--- FRAGMENTO DE PÁGINA ---
──────────
Rebeldía Rebeldía (Sacrilege), de Diana Shaffer. Adaptación de Juan José Arteche. Intérpretes, Concha Cuetos, David Zarzo, Francisco Lahoz, Carmen Rossi, Rafael Guerrero, Francisco Piquer, Elvira Travesí, Gregorio Alonso. Teatro Fígaro. Madrid, 16 de septiembre de 1996.

Esta es la historia de una monja que quiso ser cura: parece frecuente en los últimos tiempos feministas (que yo sepa no se ha dado el caso contrario, el de un sacerdote que desee ser monja). El asunto no es sólo religioso: es una monja de izquierdas -Vietnam,- y todo eso- y se supone que en ese planteamiento va incluida la ordenación: hay, sin duda, distintas clases de ízquierda.

Esta obra se llama en su idioma original Sacrilegio: quizá la prudencia natural, y menos en tiempos donde la fe mueve ministerios, ha aconsejado cambiar el título. Y algunas cosas más, muchas de ellas sin razón: como llamar Embajada del Vaticano a la Nunciatura, pero eso puede ser más bien ignorancia del traductor, Juan José de Arteche. Hay errores de teología -pienso- como de liturgia: me los ha confirmado ese ilustre personaje que ejerce la crítica y trabaja en los meandros de la fe, mi querido Alberto de la Hera.

Hay que recordar que la autora, Diana Shaffer, ha sido antes chica de conjunto con el circo Ringling, cantante de calle con la Steinettes: y de club, y de radio. Nada de esto, pienso, la impediría conocer bien los ritos. Podría ser lo de menos, para almas liberadas, si fuera buen teatro. No es el caso. Sacrilegio se estrenó en Nueva York el 2 de noviembre de 1995; el día 19 ya salió de cartel. No iba nadie. Espero que aquí no tenga este mal final.
──────────
--- REGISTROS PROPORCIONADOS ---
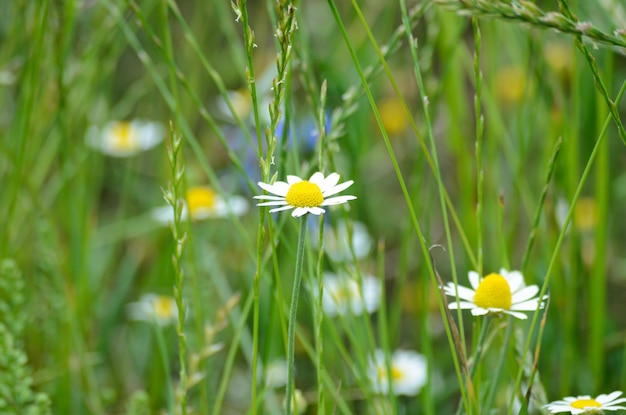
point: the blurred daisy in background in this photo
(587, 405)
(204, 203)
(154, 308)
(342, 294)
(408, 375)
(305, 196)
(496, 293)
(392, 115)
(338, 239)
(125, 139)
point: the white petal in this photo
(273, 203)
(464, 293)
(330, 182)
(318, 179)
(479, 311)
(604, 398)
(268, 197)
(463, 305)
(293, 180)
(474, 279)
(514, 278)
(336, 189)
(278, 188)
(337, 200)
(530, 305)
(316, 210)
(281, 208)
(516, 314)
(525, 294)
(297, 212)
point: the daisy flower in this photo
(125, 139)
(496, 293)
(153, 307)
(343, 296)
(305, 196)
(588, 405)
(204, 203)
(408, 372)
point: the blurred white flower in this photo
(204, 203)
(336, 241)
(305, 196)
(342, 294)
(154, 307)
(125, 139)
(587, 405)
(408, 372)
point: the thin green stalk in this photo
(556, 251)
(398, 172)
(293, 311)
(548, 178)
(319, 319)
(384, 332)
(480, 123)
(173, 195)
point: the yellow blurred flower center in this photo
(493, 292)
(163, 307)
(585, 403)
(122, 137)
(200, 199)
(586, 214)
(511, 84)
(392, 115)
(304, 194)
(396, 373)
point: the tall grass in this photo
(480, 135)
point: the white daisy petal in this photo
(318, 179)
(496, 293)
(464, 293)
(530, 305)
(272, 203)
(293, 180)
(474, 279)
(337, 200)
(516, 314)
(281, 208)
(514, 278)
(604, 398)
(330, 182)
(525, 293)
(305, 196)
(297, 212)
(339, 188)
(479, 311)
(463, 305)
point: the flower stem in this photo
(293, 311)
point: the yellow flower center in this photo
(304, 194)
(163, 307)
(493, 292)
(392, 115)
(585, 403)
(122, 137)
(200, 199)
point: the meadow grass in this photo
(137, 276)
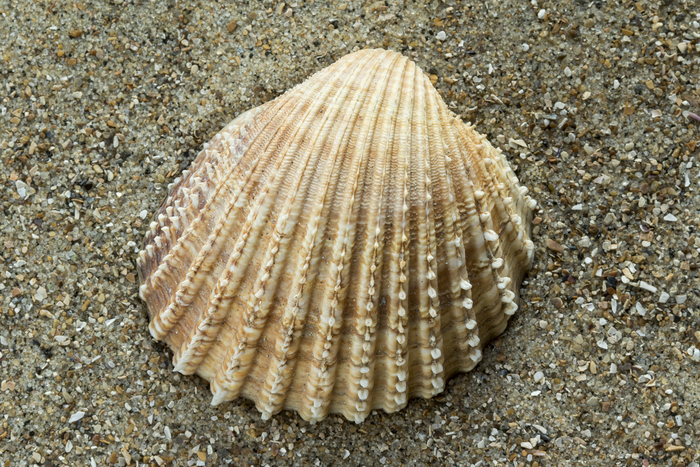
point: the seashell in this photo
(346, 247)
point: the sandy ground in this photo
(102, 104)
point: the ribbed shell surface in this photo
(346, 247)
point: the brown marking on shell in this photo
(346, 247)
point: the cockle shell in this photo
(345, 247)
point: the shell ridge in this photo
(316, 225)
(462, 311)
(293, 316)
(433, 317)
(354, 211)
(450, 272)
(330, 320)
(224, 386)
(491, 308)
(191, 352)
(366, 317)
(319, 253)
(362, 146)
(167, 320)
(398, 313)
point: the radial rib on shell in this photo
(346, 247)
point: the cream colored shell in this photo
(346, 247)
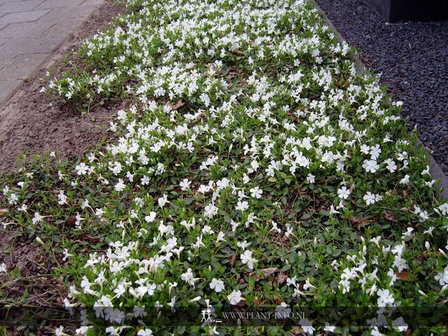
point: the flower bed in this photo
(414, 10)
(255, 170)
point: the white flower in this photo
(444, 209)
(81, 169)
(217, 285)
(405, 180)
(120, 185)
(369, 198)
(151, 217)
(246, 258)
(371, 166)
(307, 326)
(242, 205)
(329, 327)
(188, 277)
(442, 277)
(343, 192)
(162, 201)
(185, 184)
(210, 210)
(144, 332)
(256, 192)
(234, 297)
(60, 331)
(37, 218)
(311, 178)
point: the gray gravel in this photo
(413, 60)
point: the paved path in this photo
(30, 30)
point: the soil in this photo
(32, 122)
(413, 60)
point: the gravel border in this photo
(413, 60)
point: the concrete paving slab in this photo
(23, 16)
(30, 30)
(7, 87)
(22, 66)
(19, 6)
(5, 60)
(31, 45)
(64, 27)
(26, 28)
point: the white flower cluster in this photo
(249, 126)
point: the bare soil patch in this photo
(32, 122)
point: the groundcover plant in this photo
(254, 170)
──────────
--- LISTA DE TAREAS ---
1) Indica, por favor, si cada afirmación coincide con la reseña de Rebeldía, respondiendo sí o no y citando literalmente las palabras decisivas: (a) La obra se estrenó en Nueva York en noviembre de 1995. (b) El título original de la obra es Rebeldía. (c) En Nueva York la obra estuvo en cartel más de un mes.
2) Resume la reseña de Rebeldía en dos oraciones.
3) Escribe la continuación de la reseña de Rebeldía a partir de su última oración.

--- RESPUESTAS ---
1)
(a) Sí: "Sacrilegio se estrenó en Nueva York el 2 de noviembre de 1995".
(b) No: "Esta obra se llama en su idioma original Sacrilegio".
(c) No: "el día 19 ya salió de cartel".

2) La reseña comenta Rebeldía, adaptación de Juan José Arteche de la obra de Diana Shaffer titulada originalmente Sacrilegio, que narra la historia de una monja de izquierdas que quiso ser cura. Señala cambios hechos en muchos casos sin razón y errores de teología y de liturgia, afirma que no es buen teatro y recuerda que en Nueva York salió de cartel el 19 de noviembre de 1995 porque no iba nadie.

3)
Viéndola, yo añoraba a Pemán, a Marquina, a Ardavín: a algún Calvo Sotelo, como el del obispo Carranza. No, claro, a El divino impaciente, que fue una exaltación a la guerra civil, sino de las obras de cuando Pemán comprendió toda la enormídad de lo que habían hecho los suyos. Eran autores reconciliadores, sencillos, modestos. No convirtieron a nadie, eso es verdad. Pero sabían su teatro.

Bien, esta monja quiere ser cura, y resulta un poco histérica, un poco obsesiva. Se enfrenta con el Vaticano, con sus hermanas: con los espectadores. Más que rebelde, es tozuda. Todo esto se plantea en largas conversaciones, en largas discusiones.

Su planteamiento y su desenlace es el mismo: ella quiere y quiere ser cura; y la escena que debía ser culminante es cuando confiesa y bautiza a un joven en trance de muerte. Sería más teatral si no supiéramos todos que las "aguas de socorro" las puede administrar cualquiera, hombre o mujer, bautizado o no, y que no hay sacrilegio, sino buena acción.

Lo que queda ahora de trascendental en esta obra es que la interpreta Concha Cuetos. La farmacéutica de guardia es ahora la monja que quiere ser cura. Las figuras de la televisión quieren de cuando en cuando darse un baño de teatro para reafirmar y confirmar que su condición verdadera es ésa: como lo ha intentado la gentil María Barranco.

Concha Cuetos ha elegido una obra que es, incluso, peor que la serie que la lanzó a esta última popularidad. Cualquiera de sus dos compañeras de reparto, Elvira Travesí o Carmen Rossi, hubieran dado más fuerza al papel. Pero el público estuvo conforme con todos y con el director (que declinó, sin embargo, salir a saludar).